TASK BRIEF ▸ Reproduce the portion of the ice cream passage that starts with "To my surprise, the" and goes on through "a little bit.".

EXERCISE PASSAGE ▸
= Beginning of Section =

For the first time in several years, I did decide to experiment with a little ice cream. I chose Haagen Daz because of the short ingredient list and lack of indigestible substances such as Guar Gum, Carageenan, and/or Xanthan Gum. On my days off I would intentionally do a high-calorie day like that recommended by Scott Abel. It may have helped me maintain muscle mass, just like Season 2 in which I ate a half dozen doughnuts for breakfast every day, but the idea overall was probably pretty dumb – especially using ice cream, a food that I’ve known to be my primary nemesis for over a decade.

In fact, ice cream was one of the first things I ever eliminated from my diet at age 21. I was extremely addicted to it and felt very uncomfortable being at its mercy.

In the fashion of a competitive eater, I would eat huge quantities of ice cream with otherwise full meals. My greatest caloric achievement was polishing off a full quart (two pints) of Haagen Daz with a large meal.

To my surprise, the ice cream did seem to have a phenomenal effect on my skin. I had always thought of any sugar-containing substance as being skin-deadly, but the ice cream made my skin unfathomably soft, moist, and clear. This effect was enough to keep me toying around with it a little bit.

As mentioned in a podcast over a month ago, the ice cream caught up with me. Eventually, I started to get that sugar irritability and my joints started to ache. It took me many years to cure my joint pains. Don’t worry though. It’s been over a month since I’ve had ice cream, and the joints are back in tip-top shape. I never really got addicted to the ice cream either, which is a great sign.

I did eat far more fruit than I have in three years though. It was nice and refreshing. It didn’t seem to bother me like it had in the past, causing massive problems with hypoglycemia and emotional instability. An apple or banana here and there was about all I had interest in. I did notice that the fruit was much harder on my teeth – something that’s easy to notice when you intentionally limit tooth-brushing to twice per week in order to monitor dental changes.

But was it the fruit or was it me? I have my suspicions it was me, and that my glucose tolerance, although greatly improved, is still not optimal. The consumption of fruit seems to give me a blood sugar spike that leaves blood and saliva with a higher sugar concentration. This, I believe, is the primary culprit behind tooth decay, candida overgrowth, rapid aging, and many other cascading metabolic disturbances.

= End of Section =

DATA EXTRACT ▸

= Beginning of Section =

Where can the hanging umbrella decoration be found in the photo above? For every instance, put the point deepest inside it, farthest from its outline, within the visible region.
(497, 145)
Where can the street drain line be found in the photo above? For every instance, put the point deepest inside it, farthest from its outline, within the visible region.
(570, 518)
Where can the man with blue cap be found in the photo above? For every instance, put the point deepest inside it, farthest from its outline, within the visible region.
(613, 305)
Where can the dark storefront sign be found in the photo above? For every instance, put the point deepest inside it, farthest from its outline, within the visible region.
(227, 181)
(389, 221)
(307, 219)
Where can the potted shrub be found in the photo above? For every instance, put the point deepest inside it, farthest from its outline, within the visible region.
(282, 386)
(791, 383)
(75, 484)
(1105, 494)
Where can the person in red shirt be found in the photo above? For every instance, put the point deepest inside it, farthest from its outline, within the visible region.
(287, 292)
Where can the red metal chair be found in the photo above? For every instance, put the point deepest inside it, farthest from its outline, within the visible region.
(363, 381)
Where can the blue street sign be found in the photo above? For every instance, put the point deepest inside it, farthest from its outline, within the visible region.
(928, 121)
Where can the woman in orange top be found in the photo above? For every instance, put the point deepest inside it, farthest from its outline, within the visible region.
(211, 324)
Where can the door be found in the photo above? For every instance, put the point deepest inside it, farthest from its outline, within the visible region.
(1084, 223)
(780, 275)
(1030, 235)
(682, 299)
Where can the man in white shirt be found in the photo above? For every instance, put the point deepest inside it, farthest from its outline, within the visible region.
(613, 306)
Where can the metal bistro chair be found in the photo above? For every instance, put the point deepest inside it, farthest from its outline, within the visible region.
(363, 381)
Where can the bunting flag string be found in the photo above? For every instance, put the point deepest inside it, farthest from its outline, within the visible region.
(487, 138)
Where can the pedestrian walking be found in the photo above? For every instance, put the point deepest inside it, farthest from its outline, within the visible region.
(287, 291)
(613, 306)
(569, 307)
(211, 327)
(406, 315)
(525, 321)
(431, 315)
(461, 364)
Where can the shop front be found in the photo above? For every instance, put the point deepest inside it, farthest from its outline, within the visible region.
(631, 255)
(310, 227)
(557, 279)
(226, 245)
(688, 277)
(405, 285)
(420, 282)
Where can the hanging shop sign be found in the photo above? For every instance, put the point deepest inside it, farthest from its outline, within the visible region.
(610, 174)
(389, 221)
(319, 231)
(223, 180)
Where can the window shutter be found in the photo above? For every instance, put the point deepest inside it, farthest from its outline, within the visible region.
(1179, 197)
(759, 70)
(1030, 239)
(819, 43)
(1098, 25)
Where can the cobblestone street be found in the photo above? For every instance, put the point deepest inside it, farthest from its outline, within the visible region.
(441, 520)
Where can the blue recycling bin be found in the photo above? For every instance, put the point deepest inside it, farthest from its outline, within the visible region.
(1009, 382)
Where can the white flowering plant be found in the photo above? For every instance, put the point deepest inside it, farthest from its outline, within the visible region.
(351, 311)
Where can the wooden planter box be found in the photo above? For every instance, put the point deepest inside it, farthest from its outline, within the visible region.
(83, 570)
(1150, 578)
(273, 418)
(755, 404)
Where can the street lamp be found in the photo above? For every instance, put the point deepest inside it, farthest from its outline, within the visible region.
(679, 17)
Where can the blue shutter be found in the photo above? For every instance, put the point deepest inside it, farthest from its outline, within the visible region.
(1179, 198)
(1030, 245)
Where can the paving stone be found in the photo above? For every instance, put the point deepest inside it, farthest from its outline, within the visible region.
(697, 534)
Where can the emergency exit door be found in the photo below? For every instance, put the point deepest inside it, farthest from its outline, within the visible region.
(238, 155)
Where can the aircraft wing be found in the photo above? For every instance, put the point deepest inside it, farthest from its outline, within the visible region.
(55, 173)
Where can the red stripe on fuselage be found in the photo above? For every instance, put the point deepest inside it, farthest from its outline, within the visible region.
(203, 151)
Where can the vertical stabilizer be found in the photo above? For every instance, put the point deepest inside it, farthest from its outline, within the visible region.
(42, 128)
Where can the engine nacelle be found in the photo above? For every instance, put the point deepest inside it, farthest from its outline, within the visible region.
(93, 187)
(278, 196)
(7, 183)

= End of Section =

ANSWER TO THE EXERCISE ▸
To my surprise, the ice cream did seem to have a phenomenal effect on my skin. I had always thought of any sugar-containing substance as being skin-deadly, but the ice cream made my skin unfathomably soft, moist, and clear. This effect was enough to keep me toying around with it a little bit.